▶ Assignment: Find out how many lines of the listing below include "wooden" and report only that number.

┌─ Extracted information

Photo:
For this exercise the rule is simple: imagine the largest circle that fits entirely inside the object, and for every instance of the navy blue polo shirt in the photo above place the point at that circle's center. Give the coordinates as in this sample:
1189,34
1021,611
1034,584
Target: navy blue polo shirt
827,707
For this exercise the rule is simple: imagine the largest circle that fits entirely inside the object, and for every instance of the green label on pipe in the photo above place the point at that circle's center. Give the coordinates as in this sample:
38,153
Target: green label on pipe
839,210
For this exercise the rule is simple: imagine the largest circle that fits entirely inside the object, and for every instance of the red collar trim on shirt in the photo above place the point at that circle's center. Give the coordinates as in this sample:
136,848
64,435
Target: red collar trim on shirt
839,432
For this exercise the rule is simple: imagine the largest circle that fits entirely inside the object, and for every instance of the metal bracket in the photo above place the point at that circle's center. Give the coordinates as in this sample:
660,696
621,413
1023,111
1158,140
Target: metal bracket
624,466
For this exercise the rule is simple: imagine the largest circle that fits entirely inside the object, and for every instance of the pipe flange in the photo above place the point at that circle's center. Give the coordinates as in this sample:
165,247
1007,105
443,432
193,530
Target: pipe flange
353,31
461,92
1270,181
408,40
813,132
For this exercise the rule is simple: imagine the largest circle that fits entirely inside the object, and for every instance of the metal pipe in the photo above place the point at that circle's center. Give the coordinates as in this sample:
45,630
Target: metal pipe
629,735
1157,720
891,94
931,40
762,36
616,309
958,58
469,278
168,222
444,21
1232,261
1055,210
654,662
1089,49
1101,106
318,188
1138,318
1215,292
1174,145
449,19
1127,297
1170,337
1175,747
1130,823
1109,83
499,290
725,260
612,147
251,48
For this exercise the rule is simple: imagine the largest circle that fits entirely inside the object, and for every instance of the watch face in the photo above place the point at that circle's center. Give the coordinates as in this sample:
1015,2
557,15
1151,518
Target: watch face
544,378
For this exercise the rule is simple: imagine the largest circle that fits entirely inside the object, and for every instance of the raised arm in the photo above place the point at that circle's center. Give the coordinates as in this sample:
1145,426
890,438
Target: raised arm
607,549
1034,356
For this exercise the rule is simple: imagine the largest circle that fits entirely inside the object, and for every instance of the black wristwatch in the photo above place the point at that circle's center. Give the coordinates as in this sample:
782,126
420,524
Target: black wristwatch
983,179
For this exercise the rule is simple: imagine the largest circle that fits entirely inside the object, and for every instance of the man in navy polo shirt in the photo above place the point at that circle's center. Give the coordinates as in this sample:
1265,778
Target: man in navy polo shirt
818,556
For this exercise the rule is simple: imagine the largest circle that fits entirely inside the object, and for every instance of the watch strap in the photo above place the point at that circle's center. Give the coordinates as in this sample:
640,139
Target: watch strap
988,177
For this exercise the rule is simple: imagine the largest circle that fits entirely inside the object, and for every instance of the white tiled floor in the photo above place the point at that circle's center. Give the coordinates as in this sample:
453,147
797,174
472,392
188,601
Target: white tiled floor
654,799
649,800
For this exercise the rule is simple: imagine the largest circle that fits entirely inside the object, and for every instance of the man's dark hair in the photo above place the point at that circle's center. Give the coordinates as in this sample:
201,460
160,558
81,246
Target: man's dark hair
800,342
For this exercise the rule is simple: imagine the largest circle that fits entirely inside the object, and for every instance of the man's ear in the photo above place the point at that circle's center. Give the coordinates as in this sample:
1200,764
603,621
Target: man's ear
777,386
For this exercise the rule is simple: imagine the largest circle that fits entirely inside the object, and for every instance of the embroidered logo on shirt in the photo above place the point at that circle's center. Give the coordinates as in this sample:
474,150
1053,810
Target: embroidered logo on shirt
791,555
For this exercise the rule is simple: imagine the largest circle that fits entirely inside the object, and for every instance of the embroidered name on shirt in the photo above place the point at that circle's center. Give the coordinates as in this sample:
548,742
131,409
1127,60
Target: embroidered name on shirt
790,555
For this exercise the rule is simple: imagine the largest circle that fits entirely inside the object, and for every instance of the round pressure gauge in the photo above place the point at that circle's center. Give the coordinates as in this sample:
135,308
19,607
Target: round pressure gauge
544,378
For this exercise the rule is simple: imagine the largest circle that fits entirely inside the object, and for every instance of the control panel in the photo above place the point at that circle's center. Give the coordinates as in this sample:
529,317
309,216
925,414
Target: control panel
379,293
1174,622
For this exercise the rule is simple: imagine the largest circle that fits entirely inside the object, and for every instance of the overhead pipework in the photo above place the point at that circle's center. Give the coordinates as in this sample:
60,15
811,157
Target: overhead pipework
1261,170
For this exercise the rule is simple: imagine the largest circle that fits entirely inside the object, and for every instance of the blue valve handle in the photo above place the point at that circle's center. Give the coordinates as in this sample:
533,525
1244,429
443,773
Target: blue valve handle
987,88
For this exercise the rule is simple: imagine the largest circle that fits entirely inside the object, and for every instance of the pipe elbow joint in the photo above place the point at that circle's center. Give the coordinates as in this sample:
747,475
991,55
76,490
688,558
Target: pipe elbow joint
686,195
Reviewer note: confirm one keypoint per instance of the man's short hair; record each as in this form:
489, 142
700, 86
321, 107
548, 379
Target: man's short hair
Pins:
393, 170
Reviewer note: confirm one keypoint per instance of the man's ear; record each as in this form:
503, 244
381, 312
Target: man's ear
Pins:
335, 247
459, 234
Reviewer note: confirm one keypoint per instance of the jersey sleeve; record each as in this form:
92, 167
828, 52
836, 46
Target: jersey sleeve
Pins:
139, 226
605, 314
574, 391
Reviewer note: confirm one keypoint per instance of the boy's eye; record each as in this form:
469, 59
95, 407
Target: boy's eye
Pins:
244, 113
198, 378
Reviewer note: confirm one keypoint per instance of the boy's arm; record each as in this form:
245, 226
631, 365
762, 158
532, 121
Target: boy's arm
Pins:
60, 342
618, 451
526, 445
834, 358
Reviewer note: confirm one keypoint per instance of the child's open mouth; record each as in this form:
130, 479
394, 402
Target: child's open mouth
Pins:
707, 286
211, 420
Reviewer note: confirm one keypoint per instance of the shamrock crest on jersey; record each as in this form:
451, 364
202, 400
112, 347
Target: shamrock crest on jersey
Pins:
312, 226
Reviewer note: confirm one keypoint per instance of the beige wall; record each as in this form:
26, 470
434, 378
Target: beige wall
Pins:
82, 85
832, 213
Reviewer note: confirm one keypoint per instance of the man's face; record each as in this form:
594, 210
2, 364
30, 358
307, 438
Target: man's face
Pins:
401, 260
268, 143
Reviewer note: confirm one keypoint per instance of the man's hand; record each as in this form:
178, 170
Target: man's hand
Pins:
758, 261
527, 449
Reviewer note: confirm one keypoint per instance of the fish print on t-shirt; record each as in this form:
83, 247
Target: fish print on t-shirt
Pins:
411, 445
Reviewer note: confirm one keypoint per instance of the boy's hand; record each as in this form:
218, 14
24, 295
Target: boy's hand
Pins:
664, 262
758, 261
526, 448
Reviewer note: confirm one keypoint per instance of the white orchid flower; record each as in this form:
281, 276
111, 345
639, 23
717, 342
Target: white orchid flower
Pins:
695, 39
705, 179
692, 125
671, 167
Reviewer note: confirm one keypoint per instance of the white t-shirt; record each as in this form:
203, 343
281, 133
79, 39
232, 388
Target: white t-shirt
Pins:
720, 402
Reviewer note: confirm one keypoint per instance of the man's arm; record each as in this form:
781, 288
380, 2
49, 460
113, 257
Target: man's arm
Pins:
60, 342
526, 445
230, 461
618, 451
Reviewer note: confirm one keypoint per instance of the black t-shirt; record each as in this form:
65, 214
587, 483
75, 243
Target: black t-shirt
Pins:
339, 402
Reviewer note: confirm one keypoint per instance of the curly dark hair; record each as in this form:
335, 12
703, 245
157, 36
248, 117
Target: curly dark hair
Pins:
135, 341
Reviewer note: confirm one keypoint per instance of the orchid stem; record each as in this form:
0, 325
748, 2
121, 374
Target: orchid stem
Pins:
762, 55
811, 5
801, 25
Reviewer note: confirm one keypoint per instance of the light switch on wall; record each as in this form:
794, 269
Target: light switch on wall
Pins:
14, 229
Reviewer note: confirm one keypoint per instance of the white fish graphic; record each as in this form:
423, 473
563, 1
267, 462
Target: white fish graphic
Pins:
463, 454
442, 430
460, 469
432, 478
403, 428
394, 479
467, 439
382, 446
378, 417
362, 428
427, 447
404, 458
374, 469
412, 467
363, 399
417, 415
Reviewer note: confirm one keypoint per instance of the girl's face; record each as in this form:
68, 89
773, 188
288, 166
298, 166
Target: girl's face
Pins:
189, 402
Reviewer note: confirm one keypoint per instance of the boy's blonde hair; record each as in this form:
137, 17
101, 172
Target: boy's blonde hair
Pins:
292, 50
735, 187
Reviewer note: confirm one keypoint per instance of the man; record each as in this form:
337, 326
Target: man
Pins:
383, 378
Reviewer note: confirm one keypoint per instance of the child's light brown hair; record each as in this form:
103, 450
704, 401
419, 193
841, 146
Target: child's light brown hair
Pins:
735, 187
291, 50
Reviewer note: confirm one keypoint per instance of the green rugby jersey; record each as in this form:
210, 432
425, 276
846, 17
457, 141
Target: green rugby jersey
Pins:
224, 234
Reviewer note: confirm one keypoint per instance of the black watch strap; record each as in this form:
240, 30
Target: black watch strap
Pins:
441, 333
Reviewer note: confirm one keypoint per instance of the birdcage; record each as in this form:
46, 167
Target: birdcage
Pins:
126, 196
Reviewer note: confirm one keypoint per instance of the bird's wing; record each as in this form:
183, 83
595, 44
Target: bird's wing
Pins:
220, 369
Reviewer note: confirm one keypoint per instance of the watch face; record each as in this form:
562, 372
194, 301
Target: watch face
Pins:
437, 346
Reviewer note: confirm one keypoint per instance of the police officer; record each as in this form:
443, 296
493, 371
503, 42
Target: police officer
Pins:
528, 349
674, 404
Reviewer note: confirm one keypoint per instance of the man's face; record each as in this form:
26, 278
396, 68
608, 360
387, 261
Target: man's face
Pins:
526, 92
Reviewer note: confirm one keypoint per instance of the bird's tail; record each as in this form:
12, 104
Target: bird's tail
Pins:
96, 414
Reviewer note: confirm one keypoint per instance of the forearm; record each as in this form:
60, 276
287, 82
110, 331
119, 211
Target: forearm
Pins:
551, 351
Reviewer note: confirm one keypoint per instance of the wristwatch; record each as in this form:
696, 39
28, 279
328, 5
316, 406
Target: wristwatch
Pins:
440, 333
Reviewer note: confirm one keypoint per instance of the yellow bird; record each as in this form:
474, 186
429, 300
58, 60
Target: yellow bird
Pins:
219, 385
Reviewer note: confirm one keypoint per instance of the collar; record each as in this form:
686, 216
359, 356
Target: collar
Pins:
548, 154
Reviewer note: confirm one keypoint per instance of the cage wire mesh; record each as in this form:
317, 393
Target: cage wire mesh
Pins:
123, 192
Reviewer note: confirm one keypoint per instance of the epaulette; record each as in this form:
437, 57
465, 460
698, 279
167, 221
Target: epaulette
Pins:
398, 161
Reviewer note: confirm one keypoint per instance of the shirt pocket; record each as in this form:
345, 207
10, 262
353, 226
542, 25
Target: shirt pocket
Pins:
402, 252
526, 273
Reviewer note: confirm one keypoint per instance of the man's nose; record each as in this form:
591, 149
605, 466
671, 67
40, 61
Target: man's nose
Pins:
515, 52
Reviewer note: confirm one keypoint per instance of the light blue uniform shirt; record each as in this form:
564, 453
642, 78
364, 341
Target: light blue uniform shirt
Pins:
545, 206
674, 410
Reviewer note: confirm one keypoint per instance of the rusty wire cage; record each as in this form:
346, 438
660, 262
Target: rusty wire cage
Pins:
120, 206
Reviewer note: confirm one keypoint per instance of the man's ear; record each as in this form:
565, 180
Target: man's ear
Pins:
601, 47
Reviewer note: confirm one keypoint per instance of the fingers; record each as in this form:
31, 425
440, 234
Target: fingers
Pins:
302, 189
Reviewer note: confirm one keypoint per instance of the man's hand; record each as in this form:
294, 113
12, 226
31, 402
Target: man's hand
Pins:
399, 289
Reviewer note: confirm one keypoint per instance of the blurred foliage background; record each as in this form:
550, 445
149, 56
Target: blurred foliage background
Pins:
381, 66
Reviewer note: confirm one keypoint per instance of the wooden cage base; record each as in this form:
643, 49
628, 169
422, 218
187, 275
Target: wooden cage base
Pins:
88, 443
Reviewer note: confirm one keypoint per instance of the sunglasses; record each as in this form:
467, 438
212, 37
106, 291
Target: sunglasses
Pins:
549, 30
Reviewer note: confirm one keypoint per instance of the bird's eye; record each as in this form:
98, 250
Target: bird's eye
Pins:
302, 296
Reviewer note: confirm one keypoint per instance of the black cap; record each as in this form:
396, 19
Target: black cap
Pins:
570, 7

└─

▶ Result: 2